WHAT NEEDS TO BE DONE: Convert the lines below, from the line containing "Isolate life jacket strap in the photo." through the line containing "[569,286,782,357]", into a JSON list of strings, one string per line with blank lines omitted. Include both of those lines and no other lines.

DATASET EXTRACT:
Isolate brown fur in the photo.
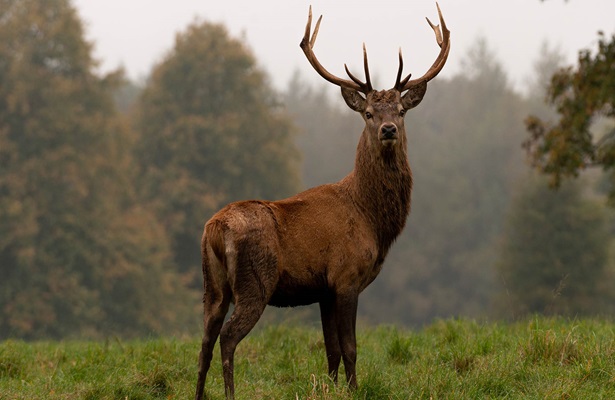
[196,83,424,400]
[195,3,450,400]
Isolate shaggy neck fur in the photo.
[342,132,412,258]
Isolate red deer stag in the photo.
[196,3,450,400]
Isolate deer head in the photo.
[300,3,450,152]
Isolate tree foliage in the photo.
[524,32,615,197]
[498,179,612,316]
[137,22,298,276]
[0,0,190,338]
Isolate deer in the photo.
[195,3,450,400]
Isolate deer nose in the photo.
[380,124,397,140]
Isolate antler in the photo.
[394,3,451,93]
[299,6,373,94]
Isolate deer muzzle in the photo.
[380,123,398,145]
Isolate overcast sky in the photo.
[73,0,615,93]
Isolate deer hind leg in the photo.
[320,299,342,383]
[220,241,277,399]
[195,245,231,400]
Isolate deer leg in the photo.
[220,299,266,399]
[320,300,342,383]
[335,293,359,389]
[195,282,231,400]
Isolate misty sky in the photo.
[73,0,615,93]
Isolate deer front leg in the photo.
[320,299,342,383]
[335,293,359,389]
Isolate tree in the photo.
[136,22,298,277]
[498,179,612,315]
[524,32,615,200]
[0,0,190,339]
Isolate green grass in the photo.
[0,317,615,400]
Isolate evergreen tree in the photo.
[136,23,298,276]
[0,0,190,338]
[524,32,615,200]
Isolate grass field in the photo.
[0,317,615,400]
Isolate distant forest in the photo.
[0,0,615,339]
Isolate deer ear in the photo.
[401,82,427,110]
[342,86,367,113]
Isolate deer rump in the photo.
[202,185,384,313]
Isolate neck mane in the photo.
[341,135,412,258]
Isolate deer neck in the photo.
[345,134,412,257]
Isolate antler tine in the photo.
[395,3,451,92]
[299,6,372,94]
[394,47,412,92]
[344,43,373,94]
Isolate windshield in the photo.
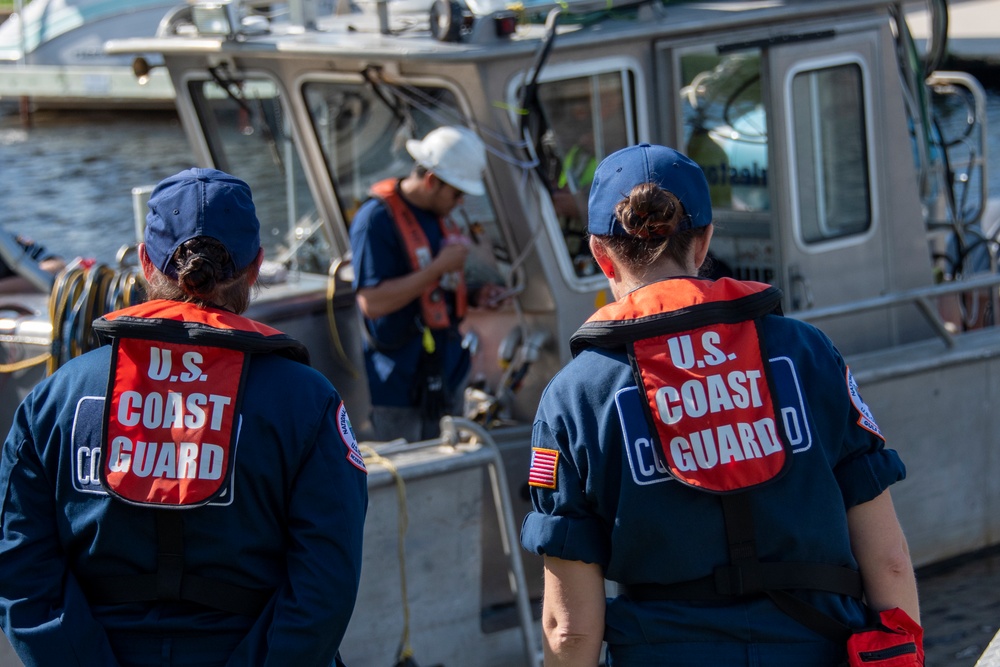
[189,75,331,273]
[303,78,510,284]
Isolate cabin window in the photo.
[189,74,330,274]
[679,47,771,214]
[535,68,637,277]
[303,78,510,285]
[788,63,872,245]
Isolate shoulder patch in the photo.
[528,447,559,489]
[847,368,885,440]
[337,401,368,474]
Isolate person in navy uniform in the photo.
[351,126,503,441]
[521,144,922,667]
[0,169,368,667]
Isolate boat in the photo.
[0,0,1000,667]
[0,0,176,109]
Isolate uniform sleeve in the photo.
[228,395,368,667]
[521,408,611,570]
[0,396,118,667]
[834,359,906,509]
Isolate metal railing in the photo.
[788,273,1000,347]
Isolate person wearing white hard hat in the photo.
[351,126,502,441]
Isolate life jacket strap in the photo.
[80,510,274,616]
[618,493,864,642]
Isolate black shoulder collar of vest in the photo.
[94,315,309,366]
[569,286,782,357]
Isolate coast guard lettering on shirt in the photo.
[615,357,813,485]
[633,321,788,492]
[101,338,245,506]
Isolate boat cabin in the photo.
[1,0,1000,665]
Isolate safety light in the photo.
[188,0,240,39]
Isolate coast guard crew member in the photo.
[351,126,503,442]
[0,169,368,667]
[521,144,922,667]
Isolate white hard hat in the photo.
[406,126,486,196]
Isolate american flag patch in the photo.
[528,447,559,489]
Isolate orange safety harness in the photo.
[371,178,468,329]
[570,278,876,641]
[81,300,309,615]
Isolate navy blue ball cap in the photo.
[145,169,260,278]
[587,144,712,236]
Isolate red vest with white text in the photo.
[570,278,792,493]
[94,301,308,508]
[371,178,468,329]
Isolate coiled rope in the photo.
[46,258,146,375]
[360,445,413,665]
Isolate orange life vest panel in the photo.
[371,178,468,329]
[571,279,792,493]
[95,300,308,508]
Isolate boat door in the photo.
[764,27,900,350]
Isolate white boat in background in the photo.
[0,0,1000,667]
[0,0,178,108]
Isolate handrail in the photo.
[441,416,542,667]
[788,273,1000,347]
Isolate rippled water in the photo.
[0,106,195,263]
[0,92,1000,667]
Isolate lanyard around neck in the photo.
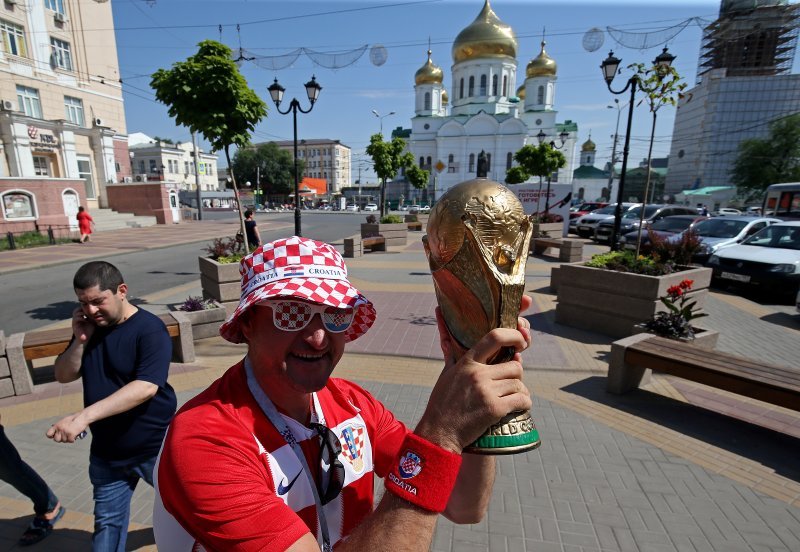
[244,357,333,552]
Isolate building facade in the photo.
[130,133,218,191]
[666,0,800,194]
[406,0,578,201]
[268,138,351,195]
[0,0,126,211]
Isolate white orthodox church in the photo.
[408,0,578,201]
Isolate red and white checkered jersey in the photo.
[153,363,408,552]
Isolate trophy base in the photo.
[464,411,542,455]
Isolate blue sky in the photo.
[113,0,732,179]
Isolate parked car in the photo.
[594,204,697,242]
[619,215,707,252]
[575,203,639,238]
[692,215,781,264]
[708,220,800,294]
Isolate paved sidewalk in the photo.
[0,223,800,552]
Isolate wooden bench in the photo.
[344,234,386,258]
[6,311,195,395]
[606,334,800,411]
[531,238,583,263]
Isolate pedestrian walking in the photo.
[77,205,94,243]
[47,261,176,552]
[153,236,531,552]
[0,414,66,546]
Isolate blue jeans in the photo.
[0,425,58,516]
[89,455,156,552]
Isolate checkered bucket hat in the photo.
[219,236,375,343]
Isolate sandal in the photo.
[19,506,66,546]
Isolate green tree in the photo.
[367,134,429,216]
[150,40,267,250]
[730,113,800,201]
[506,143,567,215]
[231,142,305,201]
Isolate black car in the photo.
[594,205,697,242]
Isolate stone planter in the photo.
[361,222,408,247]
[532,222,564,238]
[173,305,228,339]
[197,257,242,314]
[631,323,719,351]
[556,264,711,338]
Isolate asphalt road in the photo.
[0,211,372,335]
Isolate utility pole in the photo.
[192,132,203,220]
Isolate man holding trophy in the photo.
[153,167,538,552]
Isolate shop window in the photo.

IN RESPONSE:
[
  "Isolate life jacket strap in the photo.",
  "[80,510,274,616]",
  "[618,493,864,642]",
  "Isolate black shoulder collar of vest in the photo.",
  "[94,315,309,366]",
  "[569,286,782,357]"
]